- [WORK REQUIRED]: Can you copy out everything in the medical school passage from "I am currently" down to "cannot help with.", replacing "scenic" with "picturesque"?

I am currently a third-year medical student at the University of Manchester and am based at Royal Preston Hospital. I transferred over to Manchester after completing my preclinical years at the University of St Andrews.
To this day St Andrews is one of my favourite places in the world. The scenic town has incredible architecture and gorgeous beaches. It is the perfect place to be when you’re stressed about your course or exams as there are few things that a stroll along the beach cannot help with.
One of the aspects of the course that aided my learning was its examination structure. Students are regularly examined which means that you must keep on top of your work throughout the year. This style is not suited to everyone, so I’d recommend aspiring medical students to look at the examination structure of their chosen universities when choosing where to attend. In addition, at St Andrews you follow a spiral curriculum which means that you re-cover topics from previous years to consolidate and build on your existing knowledge. This was also an essential aspect of me being able to build the foundation of my knowledge.
Following the three-year St Andrews course, students graduate with a BSc Honours degree in Medicine; from here there is a selection of partner medical schools that students can choose from.

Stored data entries
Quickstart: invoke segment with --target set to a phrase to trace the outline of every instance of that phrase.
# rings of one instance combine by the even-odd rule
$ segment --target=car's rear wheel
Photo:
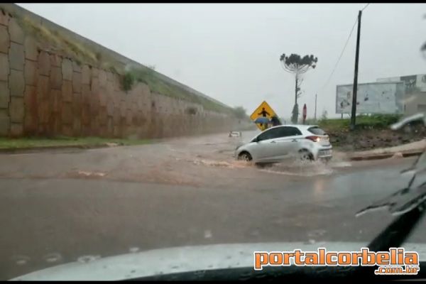
[[[251,155],[250,155],[250,153],[248,153],[248,152],[242,152],[239,155],[238,159],[239,160],[245,160],[246,162],[248,162],[248,161],[251,160],[252,158],[251,158]]]
[[[314,155],[307,150],[300,150],[299,159],[302,161],[312,161],[314,160]]]

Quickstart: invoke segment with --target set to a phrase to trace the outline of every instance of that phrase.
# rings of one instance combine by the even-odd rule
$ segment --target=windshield
[[[425,13],[0,4],[0,279],[370,244],[424,201]]]
[[[307,129],[307,131],[313,134],[317,134],[317,135],[326,135],[327,134],[324,130],[321,129],[318,126],[310,127]]]

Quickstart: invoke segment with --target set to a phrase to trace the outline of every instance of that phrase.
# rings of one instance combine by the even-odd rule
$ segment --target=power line
[[[328,79],[325,82],[325,84],[324,84],[324,85],[321,88],[321,90],[324,89],[324,88],[327,85],[327,84],[329,83],[330,79],[332,79],[332,77],[333,76],[333,74],[334,74],[334,71],[336,70],[336,67],[337,67],[337,65],[340,62],[340,60],[342,59],[342,56],[343,56],[343,53],[344,53],[344,50],[346,49],[346,46],[348,45],[348,43],[349,42],[349,39],[351,38],[351,36],[352,36],[352,33],[354,32],[354,29],[355,28],[355,26],[356,25],[356,23],[358,23],[358,18],[356,18],[356,19],[355,20],[355,23],[354,23],[354,26],[352,26],[352,28],[351,29],[351,32],[349,33],[349,36],[348,36],[348,38],[346,39],[346,43],[344,44],[344,46],[343,47],[343,49],[342,50],[342,53],[340,53],[340,55],[339,56],[339,58],[337,59],[337,61],[336,62],[336,64],[334,65],[334,67],[333,67],[333,70],[332,71],[332,73],[330,74],[330,75],[329,76]]]

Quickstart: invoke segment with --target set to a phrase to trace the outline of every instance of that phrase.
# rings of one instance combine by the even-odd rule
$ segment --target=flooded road
[[[248,140],[256,132],[243,133]],[[258,168],[227,133],[131,147],[4,154],[0,278],[176,246],[371,240],[393,217],[355,213],[402,188],[413,158]],[[424,242],[420,224],[412,241]]]

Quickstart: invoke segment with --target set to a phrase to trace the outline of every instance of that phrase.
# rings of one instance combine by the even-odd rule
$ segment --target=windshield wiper
[[[417,114],[393,124],[392,129],[400,129],[414,121],[422,120],[426,126],[426,116],[424,114]],[[386,251],[392,247],[400,247],[411,235],[420,221],[425,215],[426,209],[426,182],[413,186],[418,174],[426,171],[426,151],[423,151],[408,169],[402,173],[412,173],[406,187],[398,190],[388,197],[378,200],[371,205],[360,210],[356,216],[368,212],[388,209],[393,215],[398,216],[384,230],[383,230],[367,246],[372,251]],[[354,274],[371,273],[376,269],[373,267],[356,267],[353,268]]]

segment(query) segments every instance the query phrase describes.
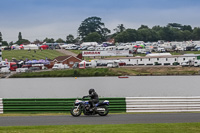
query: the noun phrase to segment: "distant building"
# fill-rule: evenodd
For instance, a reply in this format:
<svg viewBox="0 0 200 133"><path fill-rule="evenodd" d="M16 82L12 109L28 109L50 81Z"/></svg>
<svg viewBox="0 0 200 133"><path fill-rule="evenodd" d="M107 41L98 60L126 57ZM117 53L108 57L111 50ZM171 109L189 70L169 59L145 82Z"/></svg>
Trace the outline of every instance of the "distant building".
<svg viewBox="0 0 200 133"><path fill-rule="evenodd" d="M107 58L105 62L109 60L120 60L126 63L126 65L180 65L182 62L200 60L200 54L185 54L185 55L163 55L163 56L145 56L145 57L118 57ZM101 60L102 62L102 60Z"/></svg>
<svg viewBox="0 0 200 133"><path fill-rule="evenodd" d="M75 56L58 56L55 59L53 59L54 63L62 63L67 64L70 68L74 65L74 63L78 62L80 63L82 60L75 57Z"/></svg>

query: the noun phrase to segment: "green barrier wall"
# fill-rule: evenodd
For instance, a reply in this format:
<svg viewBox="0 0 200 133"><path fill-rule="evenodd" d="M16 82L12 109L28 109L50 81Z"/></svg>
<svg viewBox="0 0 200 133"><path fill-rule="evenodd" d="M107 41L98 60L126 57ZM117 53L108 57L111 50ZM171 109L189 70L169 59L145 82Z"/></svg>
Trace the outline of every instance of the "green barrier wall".
<svg viewBox="0 0 200 133"><path fill-rule="evenodd" d="M3 99L4 113L69 112L76 98ZM113 113L126 112L125 98L100 98L109 100Z"/></svg>

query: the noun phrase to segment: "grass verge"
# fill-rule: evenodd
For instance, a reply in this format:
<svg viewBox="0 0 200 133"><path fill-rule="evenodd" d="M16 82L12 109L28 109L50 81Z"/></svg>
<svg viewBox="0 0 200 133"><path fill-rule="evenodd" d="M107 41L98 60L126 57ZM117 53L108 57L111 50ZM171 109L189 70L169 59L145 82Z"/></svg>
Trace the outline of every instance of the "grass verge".
<svg viewBox="0 0 200 133"><path fill-rule="evenodd" d="M59 125L0 127L1 133L199 133L200 123Z"/></svg>
<svg viewBox="0 0 200 133"><path fill-rule="evenodd" d="M92 76L118 76L108 68L90 68L90 69L66 69L45 72L19 73L11 78L34 78L34 77L92 77Z"/></svg>
<svg viewBox="0 0 200 133"><path fill-rule="evenodd" d="M63 53L60 53L56 50L34 50L28 51L28 50L4 50L2 51L2 58L3 60L8 59L9 61L12 60L12 58L15 58L17 60L32 60L32 59L54 59L55 57L58 56L63 56Z"/></svg>
<svg viewBox="0 0 200 133"><path fill-rule="evenodd" d="M163 75L199 75L199 67L123 67L66 69L44 72L19 73L10 78L36 77L97 77L97 76L163 76Z"/></svg>

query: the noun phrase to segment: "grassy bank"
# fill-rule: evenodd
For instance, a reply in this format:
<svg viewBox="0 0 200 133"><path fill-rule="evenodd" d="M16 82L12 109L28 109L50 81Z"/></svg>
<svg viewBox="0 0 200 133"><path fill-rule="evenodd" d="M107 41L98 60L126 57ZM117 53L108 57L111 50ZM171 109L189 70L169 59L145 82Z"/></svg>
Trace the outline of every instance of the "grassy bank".
<svg viewBox="0 0 200 133"><path fill-rule="evenodd" d="M1 133L199 133L200 123L117 124L117 125L63 125L0 127Z"/></svg>
<svg viewBox="0 0 200 133"><path fill-rule="evenodd" d="M2 51L2 58L3 60L8 59L9 61L12 60L12 58L15 58L17 60L32 60L32 59L54 59L58 56L63 56L64 54L56 51L56 50L34 50L28 51L28 50L4 50Z"/></svg>
<svg viewBox="0 0 200 133"><path fill-rule="evenodd" d="M110 71L108 68L90 69L66 69L45 72L20 73L12 75L11 78L31 78L31 77L92 77L92 76L118 76L118 73Z"/></svg>
<svg viewBox="0 0 200 133"><path fill-rule="evenodd" d="M14 74L10 78L199 75L199 67L123 67L66 69Z"/></svg>

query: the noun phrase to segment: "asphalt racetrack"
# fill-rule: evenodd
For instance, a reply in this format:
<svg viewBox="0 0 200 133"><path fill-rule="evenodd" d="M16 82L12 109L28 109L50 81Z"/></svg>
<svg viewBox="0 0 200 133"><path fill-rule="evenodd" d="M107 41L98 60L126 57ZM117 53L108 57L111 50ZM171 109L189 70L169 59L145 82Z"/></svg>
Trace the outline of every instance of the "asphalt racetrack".
<svg viewBox="0 0 200 133"><path fill-rule="evenodd" d="M108 116L4 116L0 126L200 122L200 113L110 114Z"/></svg>

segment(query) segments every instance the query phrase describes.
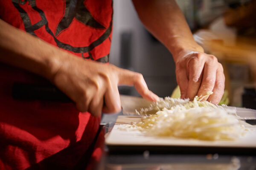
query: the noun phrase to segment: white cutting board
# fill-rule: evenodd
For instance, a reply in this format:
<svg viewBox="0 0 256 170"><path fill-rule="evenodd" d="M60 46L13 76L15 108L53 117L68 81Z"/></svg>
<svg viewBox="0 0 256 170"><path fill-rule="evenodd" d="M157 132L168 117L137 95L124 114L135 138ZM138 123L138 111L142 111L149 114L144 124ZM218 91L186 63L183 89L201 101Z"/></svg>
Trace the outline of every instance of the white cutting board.
<svg viewBox="0 0 256 170"><path fill-rule="evenodd" d="M138 121L140 117L119 116L112 130L106 136L105 143L109 146L185 146L256 148L256 126L242 123L249 130L245 135L235 140L216 141L182 139L172 137L153 137L139 130L124 130L119 128L122 125Z"/></svg>

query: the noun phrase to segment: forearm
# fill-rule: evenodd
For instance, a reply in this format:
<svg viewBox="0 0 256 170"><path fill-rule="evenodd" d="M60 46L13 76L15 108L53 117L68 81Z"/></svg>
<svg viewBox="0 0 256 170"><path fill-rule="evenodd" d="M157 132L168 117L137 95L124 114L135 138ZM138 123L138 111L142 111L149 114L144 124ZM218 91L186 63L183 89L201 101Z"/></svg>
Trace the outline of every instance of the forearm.
<svg viewBox="0 0 256 170"><path fill-rule="evenodd" d="M66 53L1 20L0 27L0 62L51 80L61 65L59 56Z"/></svg>
<svg viewBox="0 0 256 170"><path fill-rule="evenodd" d="M194 40L182 11L174 0L133 0L146 28L172 54L175 61L188 51L203 52ZM168 34L167 34L168 33Z"/></svg>

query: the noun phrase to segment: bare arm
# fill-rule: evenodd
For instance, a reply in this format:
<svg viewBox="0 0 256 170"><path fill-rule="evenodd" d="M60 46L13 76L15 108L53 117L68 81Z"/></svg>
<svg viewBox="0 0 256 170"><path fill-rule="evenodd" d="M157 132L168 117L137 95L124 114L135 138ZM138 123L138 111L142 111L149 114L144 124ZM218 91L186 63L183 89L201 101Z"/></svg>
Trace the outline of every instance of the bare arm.
<svg viewBox="0 0 256 170"><path fill-rule="evenodd" d="M194 40L175 0L133 0L146 28L173 55L181 98L192 99L212 91L208 100L218 103L224 91L222 67Z"/></svg>
<svg viewBox="0 0 256 170"><path fill-rule="evenodd" d="M49 79L72 99L81 111L98 116L102 110L119 111L119 84L134 85L148 100L158 99L148 90L140 74L78 57L1 20L0 28L0 62Z"/></svg>

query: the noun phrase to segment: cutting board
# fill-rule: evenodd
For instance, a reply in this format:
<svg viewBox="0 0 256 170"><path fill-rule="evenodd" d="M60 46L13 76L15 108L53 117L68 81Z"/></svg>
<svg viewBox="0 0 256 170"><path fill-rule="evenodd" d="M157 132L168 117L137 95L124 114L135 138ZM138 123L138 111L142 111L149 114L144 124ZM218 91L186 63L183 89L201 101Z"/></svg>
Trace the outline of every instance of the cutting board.
<svg viewBox="0 0 256 170"><path fill-rule="evenodd" d="M139 130L126 130L119 128L131 122L139 121L140 118L119 116L112 130L106 136L105 143L113 152L213 153L256 154L256 126L241 121L249 130L240 139L235 140L209 141L183 139L172 137L154 137Z"/></svg>

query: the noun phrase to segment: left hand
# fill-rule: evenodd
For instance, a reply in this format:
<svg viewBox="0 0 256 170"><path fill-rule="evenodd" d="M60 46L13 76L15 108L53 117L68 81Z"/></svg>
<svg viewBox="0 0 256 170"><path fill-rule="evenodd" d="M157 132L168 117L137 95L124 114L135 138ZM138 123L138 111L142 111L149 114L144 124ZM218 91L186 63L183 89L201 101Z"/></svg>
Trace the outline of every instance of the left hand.
<svg viewBox="0 0 256 170"><path fill-rule="evenodd" d="M195 96L204 96L212 91L208 99L204 99L218 104L224 93L225 76L222 65L216 57L200 52L187 51L179 55L175 64L181 99L192 100Z"/></svg>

- [WRITTEN REPLY]:
I am currently a third-year medical student at the University of Manchester and am based at Royal Preston Hospital. I transferred over to Manchester after completing my preclinical years at the University of St Andrews.
To this day St Andrews is one of my favourite places in the world. The picturesque town has incredible architecture and gorgeous beaches. It is the perfect place to be when you’re stressed about your course or exams as there are few things that a stroll along the beach cannot help with.